» **ACTION ITEM**:
Please copy the listing below in its entirety, without alteration.

» **DATA PROVIDED**:
+---+

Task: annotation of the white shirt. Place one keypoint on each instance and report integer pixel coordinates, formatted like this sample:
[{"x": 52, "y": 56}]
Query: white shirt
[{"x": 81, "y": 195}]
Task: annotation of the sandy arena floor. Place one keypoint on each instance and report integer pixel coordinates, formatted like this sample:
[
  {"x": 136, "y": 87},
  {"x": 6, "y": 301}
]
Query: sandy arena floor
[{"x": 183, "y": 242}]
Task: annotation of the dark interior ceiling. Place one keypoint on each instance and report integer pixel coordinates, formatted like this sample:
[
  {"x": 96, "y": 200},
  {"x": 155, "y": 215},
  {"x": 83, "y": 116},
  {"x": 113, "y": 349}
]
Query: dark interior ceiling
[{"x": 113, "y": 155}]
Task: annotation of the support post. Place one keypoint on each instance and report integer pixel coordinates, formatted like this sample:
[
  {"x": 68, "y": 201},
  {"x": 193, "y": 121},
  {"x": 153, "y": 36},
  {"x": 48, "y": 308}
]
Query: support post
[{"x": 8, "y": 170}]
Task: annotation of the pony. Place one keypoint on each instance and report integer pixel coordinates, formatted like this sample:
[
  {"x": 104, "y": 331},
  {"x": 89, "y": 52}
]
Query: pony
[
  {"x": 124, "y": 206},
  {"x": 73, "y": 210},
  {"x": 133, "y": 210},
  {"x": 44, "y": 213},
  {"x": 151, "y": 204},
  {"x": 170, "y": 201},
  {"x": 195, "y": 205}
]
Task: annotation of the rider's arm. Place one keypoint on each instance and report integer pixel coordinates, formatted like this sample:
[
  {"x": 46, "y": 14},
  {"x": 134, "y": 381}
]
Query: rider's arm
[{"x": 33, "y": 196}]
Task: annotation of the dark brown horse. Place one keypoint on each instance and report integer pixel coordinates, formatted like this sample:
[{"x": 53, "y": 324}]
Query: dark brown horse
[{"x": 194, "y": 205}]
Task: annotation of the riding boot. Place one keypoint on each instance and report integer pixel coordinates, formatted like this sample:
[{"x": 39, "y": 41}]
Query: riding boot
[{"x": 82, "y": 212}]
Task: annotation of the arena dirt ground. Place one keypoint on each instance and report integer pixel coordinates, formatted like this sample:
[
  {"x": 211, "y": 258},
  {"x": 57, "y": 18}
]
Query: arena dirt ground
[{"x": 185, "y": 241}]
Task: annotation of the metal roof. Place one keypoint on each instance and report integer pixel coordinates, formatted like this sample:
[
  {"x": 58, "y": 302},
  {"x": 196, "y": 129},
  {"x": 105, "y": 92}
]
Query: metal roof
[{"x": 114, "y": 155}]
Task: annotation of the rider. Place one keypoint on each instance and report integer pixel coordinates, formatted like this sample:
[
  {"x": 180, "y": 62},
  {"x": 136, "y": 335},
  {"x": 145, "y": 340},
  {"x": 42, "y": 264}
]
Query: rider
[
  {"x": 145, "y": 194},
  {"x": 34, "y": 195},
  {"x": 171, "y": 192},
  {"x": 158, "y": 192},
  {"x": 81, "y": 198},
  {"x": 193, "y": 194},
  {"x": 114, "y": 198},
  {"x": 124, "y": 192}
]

+---+

» **EXPECTED ANSWER**:
Task: annotation of the white shirt. Place one keypoint on each instance and report integer pixel coordinates, formatted like this sample:
[{"x": 52, "y": 56}]
Query: white shirt
[{"x": 81, "y": 195}]
Task: annotation of the sandy arena floor. Place one keypoint on each instance and report integer pixel coordinates, formatted like this sample:
[
  {"x": 136, "y": 87},
  {"x": 6, "y": 301}
]
Query: sandy arena floor
[{"x": 183, "y": 242}]
Task: annotation of the dark interior ceiling. Place one keypoint on each instance and report integer pixel coordinates, formatted like this sample:
[
  {"x": 96, "y": 200},
  {"x": 155, "y": 215},
  {"x": 83, "y": 116},
  {"x": 113, "y": 349}
]
Query: dark interior ceiling
[{"x": 113, "y": 155}]
Task: annotation of the support post. Place one keypoint on each instance and report integer pixel coordinates, formatted like this sample:
[
  {"x": 68, "y": 201},
  {"x": 193, "y": 121},
  {"x": 153, "y": 36},
  {"x": 48, "y": 308}
]
Query: support post
[{"x": 8, "y": 170}]
Task: annotation of the pony. Place one keypoint on each instance and report integer pixel coordinates, formatted like this sample:
[
  {"x": 104, "y": 331},
  {"x": 89, "y": 52}
]
Query: pony
[
  {"x": 124, "y": 206},
  {"x": 73, "y": 210},
  {"x": 133, "y": 210},
  {"x": 44, "y": 213},
  {"x": 151, "y": 204},
  {"x": 170, "y": 201},
  {"x": 195, "y": 205}
]
Task: annotation of the rider's arm. Place one keypoint on each instance and report integer pixel coordinates, formatted like this sample:
[
  {"x": 46, "y": 14},
  {"x": 134, "y": 381}
]
Query: rider's arm
[{"x": 33, "y": 196}]
Task: annotation of the dark brown horse. Place one keypoint on each instance and report integer pixel coordinates, formatted like this sample:
[{"x": 53, "y": 324}]
Query: dark brown horse
[{"x": 194, "y": 205}]
Task: annotation of the riding boot. Place one keypoint on each instance and report integer pixel coordinates, formatted like this sample:
[{"x": 39, "y": 41}]
Query: riding boot
[{"x": 82, "y": 212}]
Task: annotation of the arena dirt ground. Place one keypoint on each instance and report integer pixel coordinates, formatted like this sample:
[
  {"x": 211, "y": 258},
  {"x": 57, "y": 18}
]
Query: arena dirt ground
[{"x": 185, "y": 241}]
Task: annotation of the metal roof. Place one keypoint on each instance and report integer pixel coordinates, formatted like this sample:
[
  {"x": 58, "y": 302},
  {"x": 196, "y": 129},
  {"x": 105, "y": 92}
]
Query: metal roof
[{"x": 114, "y": 155}]
Task: annotation of the rider. Place one keypoint on each instance and report integer pixel coordinates, formatted like this sample:
[
  {"x": 180, "y": 62},
  {"x": 136, "y": 335},
  {"x": 145, "y": 340},
  {"x": 42, "y": 264}
]
Query: rider
[
  {"x": 145, "y": 194},
  {"x": 34, "y": 195},
  {"x": 171, "y": 192},
  {"x": 158, "y": 192},
  {"x": 81, "y": 198},
  {"x": 193, "y": 194},
  {"x": 114, "y": 198},
  {"x": 124, "y": 192}
]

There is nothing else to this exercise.